▶ ASSIGNED TASK 1
Translate this sentence from the passage on UK visa costs for researchers into Spanish: "The fees multiply for researchers planning to bring their families to Britain."
▶ ASSIGNED TASK 2
Pick up the passage on UK visa costs for researchers after its last sentence and write the next paragraph.

Start of QUOTED PASSAGE

Dr John-Arne Røttingen, who has led the biomedical research charity since January, said some of the best researchers offered posts in the UK would have to turn them down because they faced having to pay “tens of thousands” in visa fees and surcharges.

It is more expensive for researchers to move to the UK than to other leading scientific nations such as the US, Japan, Australia and Germany, a situation Røttingen described as “deeply unhelpful” for the UK’s hopes of reinvigorating the economy, improving the NHS and managing the transition to clean energy.

“Rather than rolling out the red carpet for the most innovative scientists and researchers, the UK has put up barriers,” Røttingen told the Guardian. “For centuries the UK has had a huge strategic strength in science and innovation, but it is now sitting back and letting itself be outcompeted.”

He said the next government must “urgently lower the upfront costs” for talented researchers, and argued that the foregone visa fees would quickly be offset by the “huge benefits” in having the finest minds on hand to drive science and technology and grow the economy.

Recent analysis for the Royal Society found that the largest upfront cost for researchers taking a post in Britain is the immigration health surcharge, which increased 66% in February to £1,035 a year. A researcher coming to the UK for five years would need to pay for the full period upfront before a visa was issued.

The fees apply even for those coming on a global talent visa, which is designed to attract “leaders or potential leaders”, who will have a job offer and would pay taxes like anyone else working in the UK.

The fees multiply for researchers planning to bring their families to Britain. A researcher granted a five-year global talent visa and who has a partner and two children would be liable to pay £20,974 upfront, with no option to spread the payments. In total, upfront UK visa costs are 17 times higher than the international average and more than those for any other major scientific nation analysed.

“While the UK visa costs are rising, other countries are making themselves increasingly attractive by lowering theirs,” Røttingen said. In 2019, it was 12 times more expensive to come to the UK under the global talent visa for five years than it was to go to France on an equivalent visa. This year it is 21 times more expensive.

End of QUOTED PASSAGE
Start of RECORDED INFORMATION

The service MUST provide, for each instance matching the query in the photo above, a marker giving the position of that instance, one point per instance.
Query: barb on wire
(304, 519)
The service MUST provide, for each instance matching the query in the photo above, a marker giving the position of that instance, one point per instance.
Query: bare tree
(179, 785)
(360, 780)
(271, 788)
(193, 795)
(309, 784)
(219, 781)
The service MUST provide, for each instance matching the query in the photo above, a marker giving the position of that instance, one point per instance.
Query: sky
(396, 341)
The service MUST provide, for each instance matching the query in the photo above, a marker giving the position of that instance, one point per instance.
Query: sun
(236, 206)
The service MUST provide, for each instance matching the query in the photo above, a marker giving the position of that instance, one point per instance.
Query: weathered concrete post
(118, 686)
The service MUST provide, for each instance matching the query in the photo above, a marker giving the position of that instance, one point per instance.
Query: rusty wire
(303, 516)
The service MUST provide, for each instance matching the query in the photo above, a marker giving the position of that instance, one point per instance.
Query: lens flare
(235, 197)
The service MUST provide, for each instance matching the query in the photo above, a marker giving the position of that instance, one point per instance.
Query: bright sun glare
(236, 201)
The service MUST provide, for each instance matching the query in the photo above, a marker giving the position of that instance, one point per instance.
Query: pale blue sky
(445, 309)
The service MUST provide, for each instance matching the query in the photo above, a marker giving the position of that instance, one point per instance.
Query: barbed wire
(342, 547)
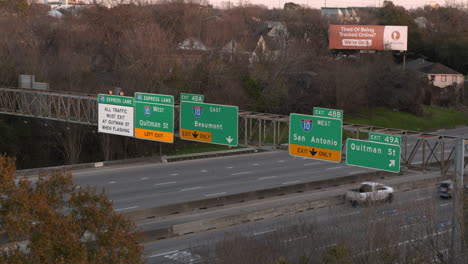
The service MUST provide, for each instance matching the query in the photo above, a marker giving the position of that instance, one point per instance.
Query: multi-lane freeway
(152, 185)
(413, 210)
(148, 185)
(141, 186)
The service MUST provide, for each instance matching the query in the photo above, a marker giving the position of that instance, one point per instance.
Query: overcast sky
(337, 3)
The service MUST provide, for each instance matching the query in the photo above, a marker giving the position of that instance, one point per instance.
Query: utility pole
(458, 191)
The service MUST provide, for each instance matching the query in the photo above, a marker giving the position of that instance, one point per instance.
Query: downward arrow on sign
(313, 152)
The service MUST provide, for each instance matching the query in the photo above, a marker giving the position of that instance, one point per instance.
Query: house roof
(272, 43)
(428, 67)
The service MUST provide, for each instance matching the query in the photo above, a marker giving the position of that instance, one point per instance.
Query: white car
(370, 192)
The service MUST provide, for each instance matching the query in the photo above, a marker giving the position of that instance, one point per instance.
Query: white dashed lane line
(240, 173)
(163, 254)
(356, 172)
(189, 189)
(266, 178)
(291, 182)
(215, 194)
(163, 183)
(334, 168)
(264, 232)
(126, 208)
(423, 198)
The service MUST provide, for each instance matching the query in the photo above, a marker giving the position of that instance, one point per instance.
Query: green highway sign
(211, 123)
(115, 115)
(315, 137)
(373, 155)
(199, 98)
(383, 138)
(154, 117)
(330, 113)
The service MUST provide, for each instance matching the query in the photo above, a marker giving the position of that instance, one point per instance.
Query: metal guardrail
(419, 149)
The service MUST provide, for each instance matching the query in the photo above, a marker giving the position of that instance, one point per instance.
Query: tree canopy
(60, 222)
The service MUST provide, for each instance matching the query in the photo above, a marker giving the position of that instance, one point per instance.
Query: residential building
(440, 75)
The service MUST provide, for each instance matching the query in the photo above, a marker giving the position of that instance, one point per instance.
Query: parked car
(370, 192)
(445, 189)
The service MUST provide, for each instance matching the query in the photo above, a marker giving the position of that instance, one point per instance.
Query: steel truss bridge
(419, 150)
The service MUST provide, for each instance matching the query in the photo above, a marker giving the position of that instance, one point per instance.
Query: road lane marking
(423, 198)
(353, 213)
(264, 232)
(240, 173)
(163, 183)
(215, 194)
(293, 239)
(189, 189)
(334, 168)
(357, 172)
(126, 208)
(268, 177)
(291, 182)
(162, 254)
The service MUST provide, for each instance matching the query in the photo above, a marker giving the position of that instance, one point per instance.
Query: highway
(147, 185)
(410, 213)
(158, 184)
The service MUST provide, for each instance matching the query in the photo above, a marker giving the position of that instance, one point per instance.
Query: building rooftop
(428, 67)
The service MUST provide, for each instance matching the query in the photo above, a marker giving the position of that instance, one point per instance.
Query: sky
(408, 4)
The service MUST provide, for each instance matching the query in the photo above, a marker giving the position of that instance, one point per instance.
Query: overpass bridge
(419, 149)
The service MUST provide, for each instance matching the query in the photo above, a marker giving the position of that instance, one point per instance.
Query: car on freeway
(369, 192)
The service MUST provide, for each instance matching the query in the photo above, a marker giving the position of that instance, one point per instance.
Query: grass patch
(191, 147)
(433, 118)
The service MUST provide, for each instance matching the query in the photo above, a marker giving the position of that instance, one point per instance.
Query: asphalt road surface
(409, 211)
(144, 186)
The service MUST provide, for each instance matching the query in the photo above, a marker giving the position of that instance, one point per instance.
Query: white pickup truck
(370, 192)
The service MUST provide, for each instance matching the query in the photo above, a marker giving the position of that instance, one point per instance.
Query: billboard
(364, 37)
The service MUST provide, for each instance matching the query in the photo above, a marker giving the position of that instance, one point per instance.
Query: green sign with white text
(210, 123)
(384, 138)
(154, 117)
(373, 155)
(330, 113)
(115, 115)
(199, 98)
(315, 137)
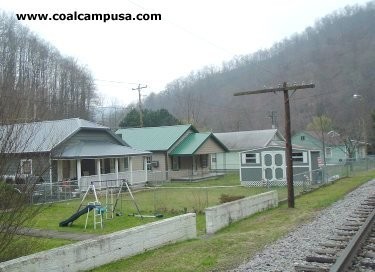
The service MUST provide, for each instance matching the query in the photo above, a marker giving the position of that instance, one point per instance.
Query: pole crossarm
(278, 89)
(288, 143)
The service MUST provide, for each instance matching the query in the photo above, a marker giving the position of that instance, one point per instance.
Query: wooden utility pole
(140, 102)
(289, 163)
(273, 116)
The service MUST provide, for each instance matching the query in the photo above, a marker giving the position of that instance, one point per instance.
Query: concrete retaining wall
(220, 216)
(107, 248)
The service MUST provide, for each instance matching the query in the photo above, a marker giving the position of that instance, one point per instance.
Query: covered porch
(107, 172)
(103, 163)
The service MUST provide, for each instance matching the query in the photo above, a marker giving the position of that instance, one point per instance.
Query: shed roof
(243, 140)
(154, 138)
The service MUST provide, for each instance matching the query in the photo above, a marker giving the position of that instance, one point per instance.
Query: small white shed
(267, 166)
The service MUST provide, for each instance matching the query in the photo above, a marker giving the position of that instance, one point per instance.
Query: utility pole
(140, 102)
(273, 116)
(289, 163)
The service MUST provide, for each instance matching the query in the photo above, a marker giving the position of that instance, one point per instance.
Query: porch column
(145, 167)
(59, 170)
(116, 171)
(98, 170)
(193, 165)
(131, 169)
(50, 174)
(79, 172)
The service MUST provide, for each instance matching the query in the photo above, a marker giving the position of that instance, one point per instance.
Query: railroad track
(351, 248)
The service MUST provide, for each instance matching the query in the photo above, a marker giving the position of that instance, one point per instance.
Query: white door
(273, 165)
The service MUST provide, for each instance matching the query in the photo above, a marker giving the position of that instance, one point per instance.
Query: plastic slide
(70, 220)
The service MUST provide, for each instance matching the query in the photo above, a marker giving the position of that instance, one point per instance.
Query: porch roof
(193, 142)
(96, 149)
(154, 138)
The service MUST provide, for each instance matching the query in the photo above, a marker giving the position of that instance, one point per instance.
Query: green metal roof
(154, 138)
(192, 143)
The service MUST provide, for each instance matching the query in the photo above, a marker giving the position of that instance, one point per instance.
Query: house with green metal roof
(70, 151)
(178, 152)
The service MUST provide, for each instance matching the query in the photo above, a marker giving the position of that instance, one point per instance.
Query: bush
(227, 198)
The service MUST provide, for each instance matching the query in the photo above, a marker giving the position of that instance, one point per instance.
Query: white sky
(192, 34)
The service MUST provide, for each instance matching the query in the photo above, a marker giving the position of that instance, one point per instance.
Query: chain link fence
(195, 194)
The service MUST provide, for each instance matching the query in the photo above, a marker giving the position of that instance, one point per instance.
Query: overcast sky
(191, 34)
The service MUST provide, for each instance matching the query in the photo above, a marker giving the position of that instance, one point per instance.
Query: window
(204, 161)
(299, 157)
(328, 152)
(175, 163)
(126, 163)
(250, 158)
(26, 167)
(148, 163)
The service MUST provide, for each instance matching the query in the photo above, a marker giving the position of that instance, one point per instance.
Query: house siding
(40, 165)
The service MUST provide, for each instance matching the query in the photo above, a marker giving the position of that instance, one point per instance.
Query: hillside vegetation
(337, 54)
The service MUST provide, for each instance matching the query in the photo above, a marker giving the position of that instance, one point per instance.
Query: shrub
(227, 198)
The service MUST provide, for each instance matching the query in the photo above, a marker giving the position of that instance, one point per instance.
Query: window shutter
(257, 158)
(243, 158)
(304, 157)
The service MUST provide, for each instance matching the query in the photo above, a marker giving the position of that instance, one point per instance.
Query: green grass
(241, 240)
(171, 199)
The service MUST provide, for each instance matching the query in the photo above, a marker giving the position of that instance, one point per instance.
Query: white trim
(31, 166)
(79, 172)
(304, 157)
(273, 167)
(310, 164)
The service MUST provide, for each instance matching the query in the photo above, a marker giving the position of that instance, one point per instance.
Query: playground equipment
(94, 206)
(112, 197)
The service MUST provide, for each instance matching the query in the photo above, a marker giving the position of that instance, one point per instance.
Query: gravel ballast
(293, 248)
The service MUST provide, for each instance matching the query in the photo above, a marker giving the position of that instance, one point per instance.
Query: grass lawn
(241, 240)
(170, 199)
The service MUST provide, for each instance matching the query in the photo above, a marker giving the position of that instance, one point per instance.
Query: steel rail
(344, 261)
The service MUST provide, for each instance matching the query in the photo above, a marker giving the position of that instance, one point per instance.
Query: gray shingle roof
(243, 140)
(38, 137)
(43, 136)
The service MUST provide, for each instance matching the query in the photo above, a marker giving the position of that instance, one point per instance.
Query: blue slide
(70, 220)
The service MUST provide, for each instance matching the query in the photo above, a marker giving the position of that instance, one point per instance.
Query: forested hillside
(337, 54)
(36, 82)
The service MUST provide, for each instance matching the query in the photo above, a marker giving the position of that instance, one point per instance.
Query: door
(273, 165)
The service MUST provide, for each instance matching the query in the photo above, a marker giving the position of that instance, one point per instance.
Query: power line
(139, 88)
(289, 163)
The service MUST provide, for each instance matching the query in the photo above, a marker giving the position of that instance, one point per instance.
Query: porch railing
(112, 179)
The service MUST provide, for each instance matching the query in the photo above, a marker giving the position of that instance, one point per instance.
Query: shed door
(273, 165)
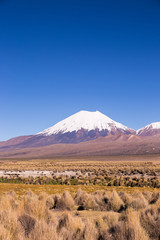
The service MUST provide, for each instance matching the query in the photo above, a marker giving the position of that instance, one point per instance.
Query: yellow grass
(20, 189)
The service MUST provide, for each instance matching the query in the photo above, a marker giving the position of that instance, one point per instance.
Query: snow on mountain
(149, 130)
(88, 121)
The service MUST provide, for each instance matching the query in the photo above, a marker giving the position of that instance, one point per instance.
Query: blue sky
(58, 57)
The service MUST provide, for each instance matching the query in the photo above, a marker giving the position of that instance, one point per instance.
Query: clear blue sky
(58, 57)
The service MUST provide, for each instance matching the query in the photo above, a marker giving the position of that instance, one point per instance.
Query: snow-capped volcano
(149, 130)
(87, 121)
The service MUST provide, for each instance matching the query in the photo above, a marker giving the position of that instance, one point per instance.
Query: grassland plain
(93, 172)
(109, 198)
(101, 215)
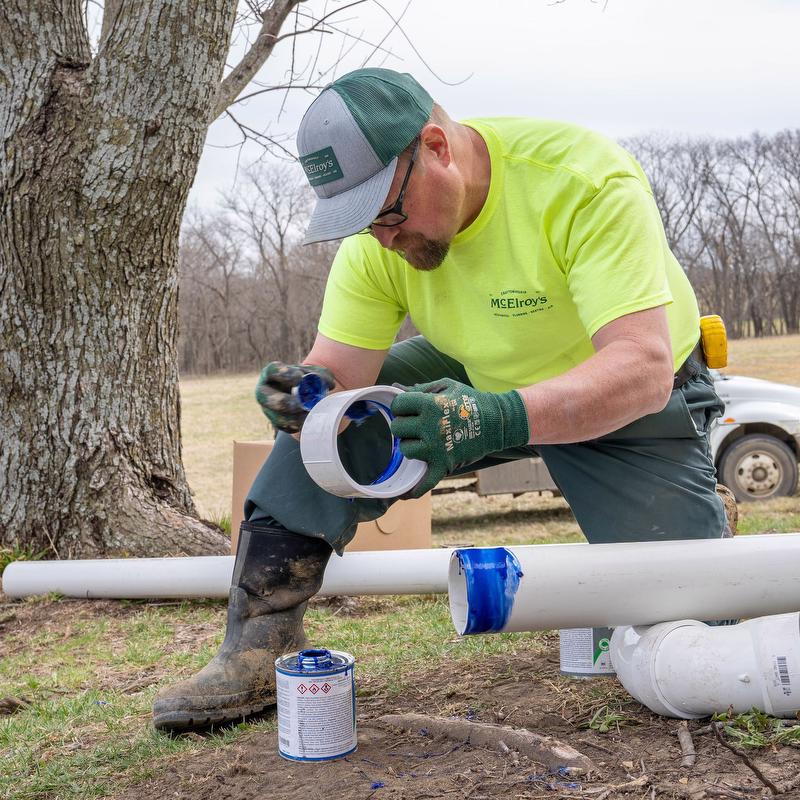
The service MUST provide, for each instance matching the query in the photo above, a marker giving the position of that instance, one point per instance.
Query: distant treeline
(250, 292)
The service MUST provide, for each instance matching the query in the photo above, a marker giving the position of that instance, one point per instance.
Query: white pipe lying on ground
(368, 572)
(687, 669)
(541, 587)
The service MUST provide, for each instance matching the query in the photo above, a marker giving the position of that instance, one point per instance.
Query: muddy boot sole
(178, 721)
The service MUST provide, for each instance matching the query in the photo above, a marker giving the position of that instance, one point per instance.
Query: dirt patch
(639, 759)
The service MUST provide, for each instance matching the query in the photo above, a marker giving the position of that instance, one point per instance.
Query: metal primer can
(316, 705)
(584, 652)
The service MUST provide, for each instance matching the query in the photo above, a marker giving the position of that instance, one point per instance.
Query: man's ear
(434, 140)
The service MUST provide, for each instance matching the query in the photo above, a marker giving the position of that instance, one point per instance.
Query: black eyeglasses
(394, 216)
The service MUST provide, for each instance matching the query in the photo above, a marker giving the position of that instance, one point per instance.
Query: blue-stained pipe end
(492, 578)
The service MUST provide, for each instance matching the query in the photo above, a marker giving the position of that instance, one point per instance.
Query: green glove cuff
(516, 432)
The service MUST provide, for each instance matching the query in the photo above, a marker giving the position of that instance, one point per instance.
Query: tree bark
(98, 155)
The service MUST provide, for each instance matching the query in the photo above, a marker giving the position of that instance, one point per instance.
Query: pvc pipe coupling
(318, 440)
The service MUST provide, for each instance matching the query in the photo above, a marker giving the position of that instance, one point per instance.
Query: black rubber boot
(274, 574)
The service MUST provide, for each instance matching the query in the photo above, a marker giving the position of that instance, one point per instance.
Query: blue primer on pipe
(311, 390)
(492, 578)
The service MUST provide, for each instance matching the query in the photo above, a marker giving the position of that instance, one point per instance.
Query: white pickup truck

End of RECORDED INFORMATION

▶ WRITTEN RESPONSE 1
Las tasas se multiplican para los investigadores que planean llevar a sus familias a Gran Bretaña.

▶ WRITTEN RESPONSE 2
Dr Melissa Toups, a senior lecturer in computational genomics at Bournemouth University, has decided to leave the UK because the fees are too high. “It’s hard to explain to people how ridiculously expensive the UK is if you moved post-Brexit,” she tweeted on X. To renew visas for herself and her family of four and cover the immigration health surcharge would have cost four to five months of take-home salary. “I’m a bit heartbroken about it, but we are leaving,” she wrote.

Prof Andre Geim, the University of Manchester researcher who shared the 2010 Nobel prize with Prof Konstantin Novoselov for discovering graphene, said: “This is obviously a huge burden, both financial and administrative, for everyone. The last 10 years, especially after Brexit, made things go wild beyond any reason.”

Venki Ramakrishnan, a Nobel laureate at the Medical Research Council’s Laboratory of Molecular Biology (LMB) and former president of the Royal Society, said the high costs of visas and surcharges were “real disincentives” for the best people who had options elsewhere. “Although places like the LMB can survive in spite of these disincentives, for us to be attractive as a whole nationally, the next government should seriously consider reducing these costs,” he said.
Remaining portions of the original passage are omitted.